*YOUR INSTRUCTIONS*.
Copy out every one of the following entries word for word, but omit the picture lines.

*Pointing dataset entries*.
--
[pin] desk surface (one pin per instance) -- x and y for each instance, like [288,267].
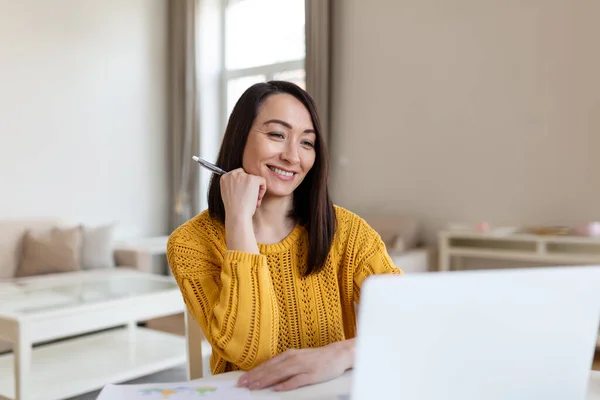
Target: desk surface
[341,386]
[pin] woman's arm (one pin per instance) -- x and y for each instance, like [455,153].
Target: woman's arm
[231,296]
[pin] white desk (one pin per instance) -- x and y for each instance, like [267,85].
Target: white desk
[340,386]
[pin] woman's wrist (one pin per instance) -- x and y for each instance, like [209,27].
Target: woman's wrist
[240,236]
[346,351]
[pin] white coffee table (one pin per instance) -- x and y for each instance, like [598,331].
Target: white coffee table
[102,308]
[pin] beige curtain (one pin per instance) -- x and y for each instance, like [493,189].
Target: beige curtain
[317,64]
[184,131]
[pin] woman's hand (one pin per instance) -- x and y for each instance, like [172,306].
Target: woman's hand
[242,193]
[296,368]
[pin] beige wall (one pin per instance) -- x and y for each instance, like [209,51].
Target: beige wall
[83,112]
[468,110]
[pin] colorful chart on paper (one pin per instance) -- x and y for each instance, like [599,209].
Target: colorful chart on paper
[214,390]
[171,393]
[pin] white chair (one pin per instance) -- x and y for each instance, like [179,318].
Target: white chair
[198,349]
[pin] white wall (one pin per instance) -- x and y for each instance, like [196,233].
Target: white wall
[83,112]
[468,110]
--
*RESPONSE*.
[pin] desk surface (one pin per instance) -- x and y for each instance, like [288,267].
Target: desk surface
[341,386]
[pin] woman's arm (one pin per instance) -- x and y for each instance, like [455,153].
Target: woman's arm
[231,296]
[pin] white desk (one pin per instance) -- x and y for each instance, like [267,85].
Target: white desk
[340,386]
[pin] woman's wrist (one pin per instance) -- x and y for each instance, like [209,27].
Target: woman's wrist
[240,236]
[346,351]
[pin] white coffee table (one pin per instance) -- x and y for each instance, like [598,331].
Target: white coffee table
[102,308]
[pin] beige curtain (one pin per instance) -- x and y for each instance, like [493,189].
Target: beige curtain
[317,64]
[184,131]
[pin] woman's hand (one pin per instance) -- x and y for each instance, like [172,306].
Target: woman's hand
[242,193]
[296,368]
[pin] beige wall (one pin per instance) -- x and y for each instance, like [209,51].
Target: beige wall
[83,112]
[468,110]
[pin] colorful chart on paper (one pin per instance) -- x and y for each instance, like [599,209].
Target: colorful chart on paper
[214,390]
[171,393]
[pin] white chair (one pin per instance) -- x and y for each instance, like [179,318].
Target: white chair
[198,349]
[pin] white wall (one pin per instance) -- x and y for each instance, like [196,233].
Target: white wall
[83,112]
[468,110]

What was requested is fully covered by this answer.